== Material for this task ==
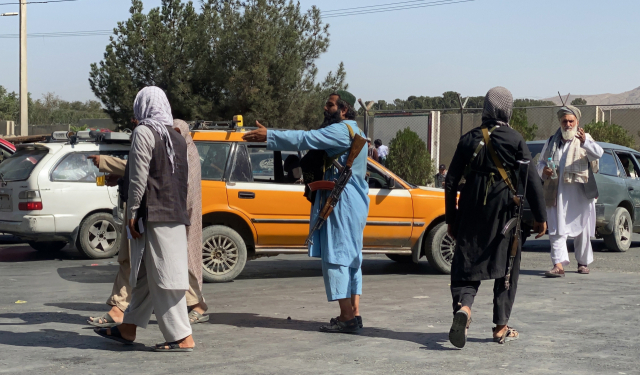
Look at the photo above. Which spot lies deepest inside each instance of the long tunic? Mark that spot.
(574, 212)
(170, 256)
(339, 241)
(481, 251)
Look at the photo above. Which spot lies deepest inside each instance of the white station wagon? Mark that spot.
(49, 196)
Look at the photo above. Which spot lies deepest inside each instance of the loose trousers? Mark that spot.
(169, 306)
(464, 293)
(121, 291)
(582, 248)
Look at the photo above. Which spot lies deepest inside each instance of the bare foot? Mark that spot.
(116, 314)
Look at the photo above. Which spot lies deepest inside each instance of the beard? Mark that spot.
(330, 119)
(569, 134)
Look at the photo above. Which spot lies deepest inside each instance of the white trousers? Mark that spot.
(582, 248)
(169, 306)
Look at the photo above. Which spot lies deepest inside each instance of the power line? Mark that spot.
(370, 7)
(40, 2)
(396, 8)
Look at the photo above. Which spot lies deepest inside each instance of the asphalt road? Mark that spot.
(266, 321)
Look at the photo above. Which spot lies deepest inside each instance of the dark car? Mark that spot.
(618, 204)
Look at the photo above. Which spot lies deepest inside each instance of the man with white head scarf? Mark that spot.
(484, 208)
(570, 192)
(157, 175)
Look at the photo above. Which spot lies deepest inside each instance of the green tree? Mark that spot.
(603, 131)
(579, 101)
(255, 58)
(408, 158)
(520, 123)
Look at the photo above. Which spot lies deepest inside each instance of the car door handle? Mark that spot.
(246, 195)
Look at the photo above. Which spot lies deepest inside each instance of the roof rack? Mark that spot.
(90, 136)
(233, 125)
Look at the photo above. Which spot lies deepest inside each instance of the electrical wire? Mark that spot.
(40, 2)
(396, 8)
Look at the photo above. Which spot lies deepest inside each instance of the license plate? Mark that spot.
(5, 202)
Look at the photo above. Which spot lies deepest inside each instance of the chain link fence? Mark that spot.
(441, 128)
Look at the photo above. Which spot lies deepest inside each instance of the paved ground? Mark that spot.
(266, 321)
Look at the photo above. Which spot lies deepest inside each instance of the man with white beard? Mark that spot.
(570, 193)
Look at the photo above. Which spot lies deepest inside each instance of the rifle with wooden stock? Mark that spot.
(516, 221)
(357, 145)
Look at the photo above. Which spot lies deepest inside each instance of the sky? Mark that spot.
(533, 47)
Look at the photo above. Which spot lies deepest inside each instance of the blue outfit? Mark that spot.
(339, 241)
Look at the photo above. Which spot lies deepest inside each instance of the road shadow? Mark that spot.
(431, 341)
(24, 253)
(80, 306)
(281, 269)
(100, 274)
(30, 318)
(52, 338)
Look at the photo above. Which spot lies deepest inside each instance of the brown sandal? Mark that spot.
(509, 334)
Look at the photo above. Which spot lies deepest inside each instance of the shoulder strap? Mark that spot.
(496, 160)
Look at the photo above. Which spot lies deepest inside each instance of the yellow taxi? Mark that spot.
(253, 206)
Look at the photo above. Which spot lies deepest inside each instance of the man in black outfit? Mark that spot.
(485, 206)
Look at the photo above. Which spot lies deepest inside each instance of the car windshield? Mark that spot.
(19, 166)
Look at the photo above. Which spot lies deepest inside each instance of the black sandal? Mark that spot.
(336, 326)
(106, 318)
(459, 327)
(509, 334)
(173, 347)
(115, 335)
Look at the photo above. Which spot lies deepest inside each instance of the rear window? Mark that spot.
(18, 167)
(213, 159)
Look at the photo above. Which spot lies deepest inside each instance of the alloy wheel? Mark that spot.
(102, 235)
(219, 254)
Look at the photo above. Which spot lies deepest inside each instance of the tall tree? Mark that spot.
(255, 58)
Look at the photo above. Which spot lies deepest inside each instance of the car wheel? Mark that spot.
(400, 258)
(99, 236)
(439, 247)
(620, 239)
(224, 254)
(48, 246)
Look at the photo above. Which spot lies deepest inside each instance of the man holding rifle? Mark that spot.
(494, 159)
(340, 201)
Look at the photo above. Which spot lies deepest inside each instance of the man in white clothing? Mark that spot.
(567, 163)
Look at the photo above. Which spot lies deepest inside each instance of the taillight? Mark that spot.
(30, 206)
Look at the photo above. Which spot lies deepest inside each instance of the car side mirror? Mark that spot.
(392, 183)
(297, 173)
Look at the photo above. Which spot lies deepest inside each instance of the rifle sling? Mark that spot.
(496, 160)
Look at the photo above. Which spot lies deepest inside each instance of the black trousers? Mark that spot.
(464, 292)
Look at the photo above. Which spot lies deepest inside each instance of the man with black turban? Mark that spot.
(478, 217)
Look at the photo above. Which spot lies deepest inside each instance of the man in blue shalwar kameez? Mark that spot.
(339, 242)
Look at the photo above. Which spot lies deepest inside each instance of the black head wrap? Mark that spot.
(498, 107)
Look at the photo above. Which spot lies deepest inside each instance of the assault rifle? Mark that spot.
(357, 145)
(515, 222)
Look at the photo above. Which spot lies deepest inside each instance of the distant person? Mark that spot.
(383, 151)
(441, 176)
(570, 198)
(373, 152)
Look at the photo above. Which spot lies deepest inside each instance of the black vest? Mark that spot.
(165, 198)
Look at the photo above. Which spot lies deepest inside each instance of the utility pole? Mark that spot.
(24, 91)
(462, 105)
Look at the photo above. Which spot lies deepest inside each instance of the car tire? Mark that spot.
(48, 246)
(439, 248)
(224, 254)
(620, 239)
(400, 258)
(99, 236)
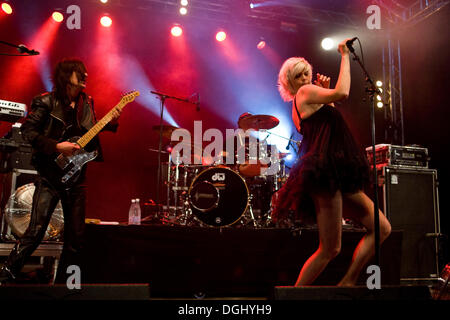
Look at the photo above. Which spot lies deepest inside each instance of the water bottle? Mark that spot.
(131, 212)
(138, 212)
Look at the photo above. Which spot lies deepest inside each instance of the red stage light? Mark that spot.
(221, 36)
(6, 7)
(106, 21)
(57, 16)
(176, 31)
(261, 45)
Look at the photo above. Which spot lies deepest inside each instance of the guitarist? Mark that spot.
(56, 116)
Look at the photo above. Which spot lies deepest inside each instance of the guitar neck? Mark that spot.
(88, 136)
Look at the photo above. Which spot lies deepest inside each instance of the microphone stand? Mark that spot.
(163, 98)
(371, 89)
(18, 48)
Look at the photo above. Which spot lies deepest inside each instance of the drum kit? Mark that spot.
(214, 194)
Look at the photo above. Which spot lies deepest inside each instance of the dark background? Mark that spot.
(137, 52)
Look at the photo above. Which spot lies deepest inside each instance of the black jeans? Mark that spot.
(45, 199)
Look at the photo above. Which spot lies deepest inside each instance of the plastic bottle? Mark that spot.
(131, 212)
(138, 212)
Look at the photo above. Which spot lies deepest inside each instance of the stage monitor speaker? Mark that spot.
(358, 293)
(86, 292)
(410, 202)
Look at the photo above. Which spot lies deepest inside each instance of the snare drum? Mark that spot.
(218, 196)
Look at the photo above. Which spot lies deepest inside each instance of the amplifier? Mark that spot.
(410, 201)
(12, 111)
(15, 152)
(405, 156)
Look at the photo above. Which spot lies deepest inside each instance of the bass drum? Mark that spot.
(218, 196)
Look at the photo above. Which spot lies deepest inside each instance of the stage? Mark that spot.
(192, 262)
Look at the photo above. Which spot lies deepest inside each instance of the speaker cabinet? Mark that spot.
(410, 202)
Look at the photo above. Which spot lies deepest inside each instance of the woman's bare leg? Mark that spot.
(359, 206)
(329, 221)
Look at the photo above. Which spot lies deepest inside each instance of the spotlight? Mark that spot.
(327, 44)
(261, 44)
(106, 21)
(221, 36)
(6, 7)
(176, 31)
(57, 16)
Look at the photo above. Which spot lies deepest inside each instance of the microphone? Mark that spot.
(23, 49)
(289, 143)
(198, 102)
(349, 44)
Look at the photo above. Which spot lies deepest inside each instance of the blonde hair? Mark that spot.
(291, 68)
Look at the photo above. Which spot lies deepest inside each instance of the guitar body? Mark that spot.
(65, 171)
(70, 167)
===
== Material for this task ==
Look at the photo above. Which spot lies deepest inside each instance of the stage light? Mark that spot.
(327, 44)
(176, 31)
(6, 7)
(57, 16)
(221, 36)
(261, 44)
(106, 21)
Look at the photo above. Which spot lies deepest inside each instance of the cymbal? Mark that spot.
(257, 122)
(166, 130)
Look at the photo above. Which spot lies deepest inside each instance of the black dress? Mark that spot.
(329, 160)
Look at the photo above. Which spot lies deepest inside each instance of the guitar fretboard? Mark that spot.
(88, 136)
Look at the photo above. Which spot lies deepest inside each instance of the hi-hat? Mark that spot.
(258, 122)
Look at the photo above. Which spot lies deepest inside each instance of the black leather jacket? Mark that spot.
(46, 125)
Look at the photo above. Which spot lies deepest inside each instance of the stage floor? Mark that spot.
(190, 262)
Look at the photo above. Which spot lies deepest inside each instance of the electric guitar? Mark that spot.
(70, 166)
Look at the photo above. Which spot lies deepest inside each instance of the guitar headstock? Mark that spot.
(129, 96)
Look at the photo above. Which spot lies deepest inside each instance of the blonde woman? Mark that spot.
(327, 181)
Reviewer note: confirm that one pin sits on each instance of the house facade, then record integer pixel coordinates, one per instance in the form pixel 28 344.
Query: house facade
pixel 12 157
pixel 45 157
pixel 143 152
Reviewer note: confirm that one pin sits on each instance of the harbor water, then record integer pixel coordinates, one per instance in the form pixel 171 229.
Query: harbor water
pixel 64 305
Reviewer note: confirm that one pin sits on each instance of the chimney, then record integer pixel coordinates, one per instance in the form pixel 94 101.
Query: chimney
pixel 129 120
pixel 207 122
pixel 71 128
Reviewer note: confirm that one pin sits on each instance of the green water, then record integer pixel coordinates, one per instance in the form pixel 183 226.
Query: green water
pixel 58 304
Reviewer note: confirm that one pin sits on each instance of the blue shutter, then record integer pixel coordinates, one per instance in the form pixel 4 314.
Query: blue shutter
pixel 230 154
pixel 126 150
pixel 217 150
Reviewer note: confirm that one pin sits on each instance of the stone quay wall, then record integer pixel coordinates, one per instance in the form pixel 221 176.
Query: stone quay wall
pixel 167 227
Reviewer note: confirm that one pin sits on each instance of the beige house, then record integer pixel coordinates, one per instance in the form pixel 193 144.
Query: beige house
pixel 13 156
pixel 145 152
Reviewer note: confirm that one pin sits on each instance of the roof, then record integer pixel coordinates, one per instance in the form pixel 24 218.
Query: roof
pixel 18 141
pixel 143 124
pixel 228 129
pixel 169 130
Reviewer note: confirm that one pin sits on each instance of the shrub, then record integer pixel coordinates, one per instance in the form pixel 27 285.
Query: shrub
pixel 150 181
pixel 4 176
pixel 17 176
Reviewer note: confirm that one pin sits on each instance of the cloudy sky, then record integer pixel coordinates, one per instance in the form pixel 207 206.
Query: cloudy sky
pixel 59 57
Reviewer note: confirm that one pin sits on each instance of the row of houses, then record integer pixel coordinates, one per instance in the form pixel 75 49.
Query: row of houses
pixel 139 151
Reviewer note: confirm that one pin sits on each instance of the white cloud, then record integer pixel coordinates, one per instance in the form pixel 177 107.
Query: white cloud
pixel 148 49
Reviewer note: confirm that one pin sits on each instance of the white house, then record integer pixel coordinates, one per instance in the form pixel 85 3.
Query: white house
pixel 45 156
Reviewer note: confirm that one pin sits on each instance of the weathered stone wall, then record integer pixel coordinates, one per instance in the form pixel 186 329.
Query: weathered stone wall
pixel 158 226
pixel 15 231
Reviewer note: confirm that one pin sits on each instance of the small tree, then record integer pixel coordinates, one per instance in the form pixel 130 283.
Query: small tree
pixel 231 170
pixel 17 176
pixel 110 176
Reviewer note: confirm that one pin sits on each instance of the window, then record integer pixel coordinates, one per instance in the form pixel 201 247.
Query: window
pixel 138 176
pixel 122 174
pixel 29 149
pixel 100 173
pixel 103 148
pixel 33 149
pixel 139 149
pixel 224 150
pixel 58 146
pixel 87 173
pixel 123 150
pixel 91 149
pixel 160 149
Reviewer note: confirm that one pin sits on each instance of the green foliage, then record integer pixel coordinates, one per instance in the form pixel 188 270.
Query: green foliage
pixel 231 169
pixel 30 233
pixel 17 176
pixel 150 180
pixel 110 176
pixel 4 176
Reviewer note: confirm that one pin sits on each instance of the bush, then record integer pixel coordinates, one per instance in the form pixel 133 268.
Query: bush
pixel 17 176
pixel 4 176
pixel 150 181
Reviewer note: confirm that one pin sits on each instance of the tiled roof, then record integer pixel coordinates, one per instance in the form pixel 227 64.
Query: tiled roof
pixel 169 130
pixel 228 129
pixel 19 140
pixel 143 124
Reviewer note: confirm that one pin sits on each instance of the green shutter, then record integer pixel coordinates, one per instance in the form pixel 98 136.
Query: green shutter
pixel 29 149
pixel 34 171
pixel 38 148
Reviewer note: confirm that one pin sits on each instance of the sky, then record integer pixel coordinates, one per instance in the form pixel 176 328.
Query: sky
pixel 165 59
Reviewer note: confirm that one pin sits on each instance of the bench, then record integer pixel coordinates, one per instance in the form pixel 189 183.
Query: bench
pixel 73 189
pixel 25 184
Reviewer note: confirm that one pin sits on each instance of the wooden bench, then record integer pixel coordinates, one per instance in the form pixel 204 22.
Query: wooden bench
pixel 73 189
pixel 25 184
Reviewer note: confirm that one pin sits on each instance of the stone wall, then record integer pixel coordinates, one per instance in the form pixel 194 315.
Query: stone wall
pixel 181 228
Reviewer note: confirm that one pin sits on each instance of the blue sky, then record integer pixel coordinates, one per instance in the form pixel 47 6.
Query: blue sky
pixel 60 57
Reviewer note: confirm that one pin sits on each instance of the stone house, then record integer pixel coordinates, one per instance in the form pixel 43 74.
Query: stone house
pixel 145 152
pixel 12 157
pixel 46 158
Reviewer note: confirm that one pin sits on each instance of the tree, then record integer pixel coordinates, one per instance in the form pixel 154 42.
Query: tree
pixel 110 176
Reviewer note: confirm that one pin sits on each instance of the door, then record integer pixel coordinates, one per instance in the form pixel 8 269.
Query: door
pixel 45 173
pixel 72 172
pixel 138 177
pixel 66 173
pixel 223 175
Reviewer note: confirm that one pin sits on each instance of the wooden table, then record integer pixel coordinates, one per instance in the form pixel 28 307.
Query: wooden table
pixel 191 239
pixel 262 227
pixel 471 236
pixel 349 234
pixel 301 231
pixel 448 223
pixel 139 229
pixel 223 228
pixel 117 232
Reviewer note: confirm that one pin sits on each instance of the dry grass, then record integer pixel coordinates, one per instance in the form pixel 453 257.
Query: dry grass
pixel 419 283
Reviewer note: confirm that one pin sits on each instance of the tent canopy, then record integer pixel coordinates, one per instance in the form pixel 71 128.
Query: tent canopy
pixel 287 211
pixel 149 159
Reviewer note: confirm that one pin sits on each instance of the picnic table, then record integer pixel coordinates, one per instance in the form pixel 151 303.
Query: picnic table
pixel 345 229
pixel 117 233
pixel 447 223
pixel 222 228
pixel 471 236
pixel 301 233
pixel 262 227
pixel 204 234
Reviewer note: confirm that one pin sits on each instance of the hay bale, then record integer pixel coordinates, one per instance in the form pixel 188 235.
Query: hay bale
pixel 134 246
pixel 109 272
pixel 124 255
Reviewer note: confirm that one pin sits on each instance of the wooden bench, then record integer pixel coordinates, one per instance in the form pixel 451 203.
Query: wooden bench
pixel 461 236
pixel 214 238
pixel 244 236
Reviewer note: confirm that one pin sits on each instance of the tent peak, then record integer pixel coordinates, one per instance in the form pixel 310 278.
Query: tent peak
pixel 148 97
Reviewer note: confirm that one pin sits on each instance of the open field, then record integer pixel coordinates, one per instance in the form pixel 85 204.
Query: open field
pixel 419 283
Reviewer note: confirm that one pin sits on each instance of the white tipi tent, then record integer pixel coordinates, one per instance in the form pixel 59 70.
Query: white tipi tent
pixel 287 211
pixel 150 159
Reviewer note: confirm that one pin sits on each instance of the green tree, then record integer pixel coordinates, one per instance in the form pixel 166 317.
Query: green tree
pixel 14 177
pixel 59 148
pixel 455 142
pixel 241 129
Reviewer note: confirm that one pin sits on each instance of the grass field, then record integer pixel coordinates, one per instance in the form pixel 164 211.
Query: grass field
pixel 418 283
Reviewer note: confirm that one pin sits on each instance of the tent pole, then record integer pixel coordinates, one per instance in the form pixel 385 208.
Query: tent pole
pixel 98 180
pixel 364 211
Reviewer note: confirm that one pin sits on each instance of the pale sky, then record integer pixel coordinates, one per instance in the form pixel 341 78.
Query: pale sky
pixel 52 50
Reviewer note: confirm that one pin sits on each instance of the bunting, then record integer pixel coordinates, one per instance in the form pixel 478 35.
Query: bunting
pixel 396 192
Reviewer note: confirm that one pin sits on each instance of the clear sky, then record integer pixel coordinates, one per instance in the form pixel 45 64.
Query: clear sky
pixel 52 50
===
== Material for this task ==
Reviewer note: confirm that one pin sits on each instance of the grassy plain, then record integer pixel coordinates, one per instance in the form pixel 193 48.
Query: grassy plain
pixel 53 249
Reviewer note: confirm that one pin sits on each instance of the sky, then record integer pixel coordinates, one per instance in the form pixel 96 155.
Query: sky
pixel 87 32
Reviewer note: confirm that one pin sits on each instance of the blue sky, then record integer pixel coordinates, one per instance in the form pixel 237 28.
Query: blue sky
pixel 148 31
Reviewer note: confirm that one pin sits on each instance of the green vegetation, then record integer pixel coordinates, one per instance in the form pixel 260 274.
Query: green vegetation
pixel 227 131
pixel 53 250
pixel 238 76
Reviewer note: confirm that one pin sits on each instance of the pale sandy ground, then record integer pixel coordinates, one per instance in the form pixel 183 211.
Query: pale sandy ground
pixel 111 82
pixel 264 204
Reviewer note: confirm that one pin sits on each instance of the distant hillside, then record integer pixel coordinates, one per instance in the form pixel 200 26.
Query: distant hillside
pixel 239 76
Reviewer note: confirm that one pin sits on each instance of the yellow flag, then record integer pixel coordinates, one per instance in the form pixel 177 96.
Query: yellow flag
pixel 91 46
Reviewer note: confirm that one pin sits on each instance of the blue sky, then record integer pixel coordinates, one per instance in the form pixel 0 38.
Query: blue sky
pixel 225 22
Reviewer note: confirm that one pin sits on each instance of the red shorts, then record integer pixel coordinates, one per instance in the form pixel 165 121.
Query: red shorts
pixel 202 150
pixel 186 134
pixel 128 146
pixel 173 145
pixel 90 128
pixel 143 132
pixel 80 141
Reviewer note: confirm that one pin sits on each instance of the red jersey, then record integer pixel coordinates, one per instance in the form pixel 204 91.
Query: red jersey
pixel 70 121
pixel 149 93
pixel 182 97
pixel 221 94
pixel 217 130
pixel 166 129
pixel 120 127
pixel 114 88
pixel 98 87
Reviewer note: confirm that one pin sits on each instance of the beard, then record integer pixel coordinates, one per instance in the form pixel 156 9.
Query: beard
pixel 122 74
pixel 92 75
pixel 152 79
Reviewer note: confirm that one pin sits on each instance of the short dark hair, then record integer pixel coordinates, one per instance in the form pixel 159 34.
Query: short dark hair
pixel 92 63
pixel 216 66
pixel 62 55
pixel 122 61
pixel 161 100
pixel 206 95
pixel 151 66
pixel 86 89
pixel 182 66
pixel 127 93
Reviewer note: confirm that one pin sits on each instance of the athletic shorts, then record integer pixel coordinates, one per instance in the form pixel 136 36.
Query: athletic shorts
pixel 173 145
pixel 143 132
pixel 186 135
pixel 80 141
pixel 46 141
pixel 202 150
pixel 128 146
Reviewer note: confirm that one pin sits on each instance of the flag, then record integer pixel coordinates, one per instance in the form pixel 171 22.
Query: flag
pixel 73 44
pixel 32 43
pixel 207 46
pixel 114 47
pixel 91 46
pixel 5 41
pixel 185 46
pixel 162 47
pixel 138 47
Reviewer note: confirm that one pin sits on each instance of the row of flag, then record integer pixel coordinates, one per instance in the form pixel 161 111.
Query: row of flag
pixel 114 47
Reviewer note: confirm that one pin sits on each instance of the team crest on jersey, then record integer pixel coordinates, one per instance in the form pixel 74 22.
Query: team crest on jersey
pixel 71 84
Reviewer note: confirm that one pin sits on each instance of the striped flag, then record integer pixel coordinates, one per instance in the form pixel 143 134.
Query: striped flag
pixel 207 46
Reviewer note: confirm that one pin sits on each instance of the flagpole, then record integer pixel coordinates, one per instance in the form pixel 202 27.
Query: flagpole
===
Check every line above for the string "flagpole" and copy those that have it.

■ Solution to this exercise
Reviewer note: confirm that one pin sits on each instance of the flagpole, then record integer pixel coordinates, one per instance in the form pixel 202 27.
Query: flagpole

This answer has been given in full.